Hast du in deinem Erwachsenenleben Anerkennung oder Kritik von Menschen bekommen, wenn du gesagt hast, der Vater war bei der SS?

Insgesamt eher Kritik. Aber es gab in meinem Bekanntenkreis auch Leute, deren Vater ebenfalls in der SS war und die irgendwie darauf stolz waren. Nicht auf das, was die SS angerichtet hat. Aber das Gefühl war da: „Wir sind die Elite.“ Das habe ich auch in Südtirol in Gesprächen gehört. „Wir waren ja auch die Besten.“ Es schien schon klar zu sein, dass von der SS unendliches Unheil verursacht wurde, aber trotzdem schwang mit, dass sie im Prinzip ja tolle Jungs gewesen sind. Dazu passt auch der Spruch von meinem Vater, als er bei einem Besuch meinen Spind bei der Bundeswehr inspizierte, dass ich mit meiner Ordnung in der SS keine Chance gehabt hätte.

Machst du deinem Vater Vorwürfe für die Dinge, die er getan hat?

Da ich nicht weiß, was er möglicherweise getan hat, habe ich ihm nie einen Vorwurf für seine Soldatenzeit gemacht. Er hat sich freiwillig gemeldet. Er hätte auch zur Wehrmacht gehen können, aber ich weiß gar nicht, ob einem das zu dem Zeitpunkt auch wirklich so bewusst war. Wenn ich mir Algund zu dem Zeitpunkt anschaue, die drei Höfe, die es da gab, der wusste nicht viel von dem, was in der großen, weiten Welt passierte. Ich denke, es war am Anfang die Faszination von jungen Kerlen, die was ganz Tolles machen wollten und die der Meinung waren, sie müssten für Deutschland kämpfen. Ich glaube nicht, dass sie wussten, was die SS wirklich war.

Was kann man aus der Geschichte deines Vaters lernen?

***

Aufgabe – Setze bitte das Interview über den Vater bei der SS nach der letzten Frage fort.

Vorliegende Angaben –
***

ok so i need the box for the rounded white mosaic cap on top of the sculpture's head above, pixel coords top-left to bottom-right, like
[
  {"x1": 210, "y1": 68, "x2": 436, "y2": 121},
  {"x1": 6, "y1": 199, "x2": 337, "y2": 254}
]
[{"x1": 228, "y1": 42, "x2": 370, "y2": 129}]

***

Ergebnis –
Ich bin mittlerweile unsicher, ob wir in Deutschland wirklich etwas daraus gelernt haben. Für meinen Vater war es ein wunderbarer Gedanke, zu wissen, dass sich so was nicht wiederholen wird. Heute wäre er entsetzt. Er dachte, allein durch die Medien, durch die Informationen usw. könne so etwas nicht mehr passieren. Wenn ich diese Aufmärsche sehe, wenn ich mir überlege, dass dreißig Prozent möglicherweise für eine Partei sind, die zumindest in großen Teilen gesichert rechtsextrem ist … Ich denke auch, dass die AfD unsere Medienlandschaft missbraucht und versucht, die Menschen für ihre Ziele zu manipulieren. Das macht mir schon Angst. Die Lehre ist, aufzustehen und zu argumentieren und nicht müde zu werden. Aber es gibt heute keine Sicherheit, dass das nicht mehr passieren kann. Unsere Demokratie ist viel fragiler und empfindlicher, als wir uns das so vorstellen.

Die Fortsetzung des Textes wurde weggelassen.